#### WHAT THE TASK ASKS:
In the data that follows, count the lines in which the word "outline" occurs, and report that figure alone.

Saved data entries:
□ □ □

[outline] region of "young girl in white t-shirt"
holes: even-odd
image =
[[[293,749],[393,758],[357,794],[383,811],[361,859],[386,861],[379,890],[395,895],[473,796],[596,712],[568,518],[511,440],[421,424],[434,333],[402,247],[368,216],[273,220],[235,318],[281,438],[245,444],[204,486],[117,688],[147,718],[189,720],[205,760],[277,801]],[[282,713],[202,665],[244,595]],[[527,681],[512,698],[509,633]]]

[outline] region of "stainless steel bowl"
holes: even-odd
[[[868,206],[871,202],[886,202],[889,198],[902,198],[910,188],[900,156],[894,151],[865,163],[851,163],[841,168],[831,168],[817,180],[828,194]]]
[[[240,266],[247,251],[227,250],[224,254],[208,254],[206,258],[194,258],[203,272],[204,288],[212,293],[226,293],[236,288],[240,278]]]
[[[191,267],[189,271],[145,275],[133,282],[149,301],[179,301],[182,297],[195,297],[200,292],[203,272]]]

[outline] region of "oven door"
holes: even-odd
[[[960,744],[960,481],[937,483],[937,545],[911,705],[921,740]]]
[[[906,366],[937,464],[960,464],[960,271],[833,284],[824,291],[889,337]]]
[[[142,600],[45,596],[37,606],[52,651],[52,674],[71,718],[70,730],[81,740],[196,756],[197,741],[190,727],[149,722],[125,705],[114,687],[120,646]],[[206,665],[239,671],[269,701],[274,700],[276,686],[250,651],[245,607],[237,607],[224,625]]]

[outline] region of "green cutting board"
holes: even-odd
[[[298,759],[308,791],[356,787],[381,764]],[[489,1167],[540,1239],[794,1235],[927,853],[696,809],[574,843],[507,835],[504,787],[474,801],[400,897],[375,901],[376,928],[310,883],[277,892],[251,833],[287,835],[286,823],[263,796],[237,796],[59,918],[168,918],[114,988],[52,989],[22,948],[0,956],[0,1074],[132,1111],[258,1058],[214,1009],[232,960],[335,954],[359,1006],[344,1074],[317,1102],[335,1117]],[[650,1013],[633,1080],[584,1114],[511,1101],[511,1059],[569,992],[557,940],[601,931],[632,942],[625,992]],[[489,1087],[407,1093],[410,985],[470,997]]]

□ □ □

#### REPLY:
4